**Excerpts from a point labeling dataset:**
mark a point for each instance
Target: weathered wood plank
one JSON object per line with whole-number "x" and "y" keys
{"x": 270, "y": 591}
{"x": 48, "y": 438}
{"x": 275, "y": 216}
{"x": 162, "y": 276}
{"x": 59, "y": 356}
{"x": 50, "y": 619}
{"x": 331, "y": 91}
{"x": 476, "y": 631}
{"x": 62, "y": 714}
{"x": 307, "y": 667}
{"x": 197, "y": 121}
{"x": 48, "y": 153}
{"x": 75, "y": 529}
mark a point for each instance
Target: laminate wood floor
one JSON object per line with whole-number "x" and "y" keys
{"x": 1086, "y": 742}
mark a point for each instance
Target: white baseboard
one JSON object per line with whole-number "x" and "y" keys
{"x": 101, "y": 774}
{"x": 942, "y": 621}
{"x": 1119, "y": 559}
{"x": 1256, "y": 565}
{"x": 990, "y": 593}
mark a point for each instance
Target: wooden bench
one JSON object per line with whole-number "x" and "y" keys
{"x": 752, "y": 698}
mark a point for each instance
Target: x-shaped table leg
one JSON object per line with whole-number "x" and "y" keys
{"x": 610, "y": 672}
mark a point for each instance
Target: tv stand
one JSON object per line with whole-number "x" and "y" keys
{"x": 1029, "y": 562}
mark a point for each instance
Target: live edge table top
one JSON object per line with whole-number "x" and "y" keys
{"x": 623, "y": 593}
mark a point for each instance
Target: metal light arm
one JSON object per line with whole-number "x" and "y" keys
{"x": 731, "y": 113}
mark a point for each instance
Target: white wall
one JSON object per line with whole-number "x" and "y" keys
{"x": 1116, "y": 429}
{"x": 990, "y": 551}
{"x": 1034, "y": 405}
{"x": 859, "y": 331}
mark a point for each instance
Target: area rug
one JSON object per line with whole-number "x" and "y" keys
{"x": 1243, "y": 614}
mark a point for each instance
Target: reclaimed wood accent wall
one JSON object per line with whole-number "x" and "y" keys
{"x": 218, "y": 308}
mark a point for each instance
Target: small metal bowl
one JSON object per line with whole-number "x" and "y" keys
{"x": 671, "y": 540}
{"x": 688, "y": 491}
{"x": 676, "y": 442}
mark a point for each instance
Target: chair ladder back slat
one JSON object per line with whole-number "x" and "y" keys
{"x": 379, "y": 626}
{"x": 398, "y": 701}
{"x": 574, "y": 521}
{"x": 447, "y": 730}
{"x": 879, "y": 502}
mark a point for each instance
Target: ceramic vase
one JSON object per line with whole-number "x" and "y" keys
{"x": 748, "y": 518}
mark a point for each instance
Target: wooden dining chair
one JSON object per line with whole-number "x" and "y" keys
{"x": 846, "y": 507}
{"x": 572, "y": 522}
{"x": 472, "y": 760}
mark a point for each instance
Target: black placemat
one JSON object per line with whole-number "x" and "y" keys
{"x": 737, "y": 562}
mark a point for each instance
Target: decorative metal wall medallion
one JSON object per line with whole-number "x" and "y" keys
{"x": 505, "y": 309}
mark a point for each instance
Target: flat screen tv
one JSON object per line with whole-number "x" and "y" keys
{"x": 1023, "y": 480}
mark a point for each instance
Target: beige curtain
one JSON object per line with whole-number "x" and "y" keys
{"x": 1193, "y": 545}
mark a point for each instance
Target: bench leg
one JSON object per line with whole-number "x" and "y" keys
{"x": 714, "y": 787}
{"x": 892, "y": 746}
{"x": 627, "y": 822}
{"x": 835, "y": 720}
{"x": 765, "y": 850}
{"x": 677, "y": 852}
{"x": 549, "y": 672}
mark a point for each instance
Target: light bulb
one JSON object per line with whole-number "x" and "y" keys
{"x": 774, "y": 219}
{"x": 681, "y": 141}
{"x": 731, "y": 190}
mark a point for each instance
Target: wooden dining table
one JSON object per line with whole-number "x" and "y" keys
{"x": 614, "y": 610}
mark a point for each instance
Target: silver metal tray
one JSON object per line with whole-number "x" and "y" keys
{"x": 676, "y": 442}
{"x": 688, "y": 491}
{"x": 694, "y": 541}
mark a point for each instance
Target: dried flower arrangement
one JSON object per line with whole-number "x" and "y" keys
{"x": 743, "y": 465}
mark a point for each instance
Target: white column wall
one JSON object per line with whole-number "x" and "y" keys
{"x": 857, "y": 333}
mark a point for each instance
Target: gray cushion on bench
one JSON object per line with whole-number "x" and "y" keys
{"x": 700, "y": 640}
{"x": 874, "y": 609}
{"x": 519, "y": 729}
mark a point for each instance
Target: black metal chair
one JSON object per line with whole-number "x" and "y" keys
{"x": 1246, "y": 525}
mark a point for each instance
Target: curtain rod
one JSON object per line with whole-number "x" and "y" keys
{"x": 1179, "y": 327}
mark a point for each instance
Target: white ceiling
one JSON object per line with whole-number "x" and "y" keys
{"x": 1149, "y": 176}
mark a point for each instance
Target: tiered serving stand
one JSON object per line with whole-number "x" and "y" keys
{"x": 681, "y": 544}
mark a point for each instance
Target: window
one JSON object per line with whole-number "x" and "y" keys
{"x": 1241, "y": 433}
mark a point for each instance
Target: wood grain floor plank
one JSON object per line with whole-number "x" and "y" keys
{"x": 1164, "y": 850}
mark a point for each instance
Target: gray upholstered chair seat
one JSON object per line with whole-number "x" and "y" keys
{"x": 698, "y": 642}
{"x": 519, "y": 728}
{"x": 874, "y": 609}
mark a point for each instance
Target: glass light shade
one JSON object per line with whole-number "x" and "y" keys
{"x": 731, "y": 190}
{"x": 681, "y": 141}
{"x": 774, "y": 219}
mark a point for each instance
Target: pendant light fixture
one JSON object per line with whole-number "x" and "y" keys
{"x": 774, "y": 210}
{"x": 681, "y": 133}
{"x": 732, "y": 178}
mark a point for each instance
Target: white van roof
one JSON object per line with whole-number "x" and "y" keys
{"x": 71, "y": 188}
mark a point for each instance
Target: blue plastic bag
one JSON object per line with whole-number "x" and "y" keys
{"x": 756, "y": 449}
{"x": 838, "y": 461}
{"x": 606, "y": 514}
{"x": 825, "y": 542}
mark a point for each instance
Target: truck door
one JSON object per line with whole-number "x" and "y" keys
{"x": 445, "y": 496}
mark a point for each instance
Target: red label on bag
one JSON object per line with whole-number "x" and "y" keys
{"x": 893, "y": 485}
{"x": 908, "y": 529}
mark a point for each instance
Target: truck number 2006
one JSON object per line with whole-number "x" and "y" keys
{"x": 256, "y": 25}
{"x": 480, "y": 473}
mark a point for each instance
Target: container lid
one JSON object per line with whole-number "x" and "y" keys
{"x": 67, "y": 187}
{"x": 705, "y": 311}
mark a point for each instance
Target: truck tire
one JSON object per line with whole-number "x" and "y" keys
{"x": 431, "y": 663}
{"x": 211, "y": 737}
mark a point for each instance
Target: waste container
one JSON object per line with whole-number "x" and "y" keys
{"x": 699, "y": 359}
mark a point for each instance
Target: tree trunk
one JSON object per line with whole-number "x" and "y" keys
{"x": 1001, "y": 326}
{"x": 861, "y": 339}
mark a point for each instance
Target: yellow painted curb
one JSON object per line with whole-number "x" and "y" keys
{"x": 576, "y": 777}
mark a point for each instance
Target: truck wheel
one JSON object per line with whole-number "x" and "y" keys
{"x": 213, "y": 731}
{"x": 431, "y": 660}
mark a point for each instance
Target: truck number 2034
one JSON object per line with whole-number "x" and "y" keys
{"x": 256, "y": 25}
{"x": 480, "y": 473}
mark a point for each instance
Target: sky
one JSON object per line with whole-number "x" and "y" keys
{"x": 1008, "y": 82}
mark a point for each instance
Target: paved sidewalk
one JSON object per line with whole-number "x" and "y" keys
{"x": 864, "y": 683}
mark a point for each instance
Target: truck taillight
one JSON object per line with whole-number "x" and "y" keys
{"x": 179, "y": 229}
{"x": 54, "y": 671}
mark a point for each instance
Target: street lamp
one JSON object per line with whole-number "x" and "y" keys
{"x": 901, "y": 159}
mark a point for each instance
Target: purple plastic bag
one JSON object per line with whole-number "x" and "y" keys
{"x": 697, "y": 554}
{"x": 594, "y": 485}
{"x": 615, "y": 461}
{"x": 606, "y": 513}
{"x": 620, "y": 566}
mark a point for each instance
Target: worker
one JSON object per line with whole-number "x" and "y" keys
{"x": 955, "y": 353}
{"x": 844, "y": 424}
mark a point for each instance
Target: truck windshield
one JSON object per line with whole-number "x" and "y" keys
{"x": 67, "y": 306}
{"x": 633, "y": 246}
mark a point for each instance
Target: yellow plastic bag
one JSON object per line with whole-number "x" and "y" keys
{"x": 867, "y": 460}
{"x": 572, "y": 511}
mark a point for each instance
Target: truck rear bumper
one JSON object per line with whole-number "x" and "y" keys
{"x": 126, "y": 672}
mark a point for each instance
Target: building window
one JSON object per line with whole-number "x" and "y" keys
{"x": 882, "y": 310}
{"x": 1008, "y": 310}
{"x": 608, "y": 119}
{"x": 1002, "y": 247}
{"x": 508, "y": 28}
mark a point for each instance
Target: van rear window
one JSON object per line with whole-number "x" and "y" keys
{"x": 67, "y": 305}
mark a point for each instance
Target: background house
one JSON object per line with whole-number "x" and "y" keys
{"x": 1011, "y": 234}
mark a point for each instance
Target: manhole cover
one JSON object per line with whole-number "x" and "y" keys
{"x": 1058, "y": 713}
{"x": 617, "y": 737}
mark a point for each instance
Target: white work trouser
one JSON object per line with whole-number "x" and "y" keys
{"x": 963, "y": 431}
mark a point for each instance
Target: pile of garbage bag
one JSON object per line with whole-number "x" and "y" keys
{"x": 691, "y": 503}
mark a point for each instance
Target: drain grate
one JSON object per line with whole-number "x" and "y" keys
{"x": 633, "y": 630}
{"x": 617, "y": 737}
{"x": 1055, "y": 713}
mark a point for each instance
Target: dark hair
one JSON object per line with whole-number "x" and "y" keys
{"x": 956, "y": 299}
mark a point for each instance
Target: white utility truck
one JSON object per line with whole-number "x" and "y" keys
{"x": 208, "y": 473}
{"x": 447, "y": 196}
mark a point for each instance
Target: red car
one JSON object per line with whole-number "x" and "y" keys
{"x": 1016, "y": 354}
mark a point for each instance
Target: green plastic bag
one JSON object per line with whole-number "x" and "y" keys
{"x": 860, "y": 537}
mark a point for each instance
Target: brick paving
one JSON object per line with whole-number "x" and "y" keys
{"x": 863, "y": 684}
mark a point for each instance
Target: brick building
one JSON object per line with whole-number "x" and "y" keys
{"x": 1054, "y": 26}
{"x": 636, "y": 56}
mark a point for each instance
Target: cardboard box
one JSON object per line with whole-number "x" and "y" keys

**STATED GOAL:**
Locate every line in the records above that contains the string "metal", treating uppercase and lowercase as distinct, and copy each of those lines in full.

**RESULT FOR THIS EXERCISE:**
Target: metal light arm
Target: small metal bowl
Target: decorative metal wall medallion
Target: silver metal tray
Target: black metal chair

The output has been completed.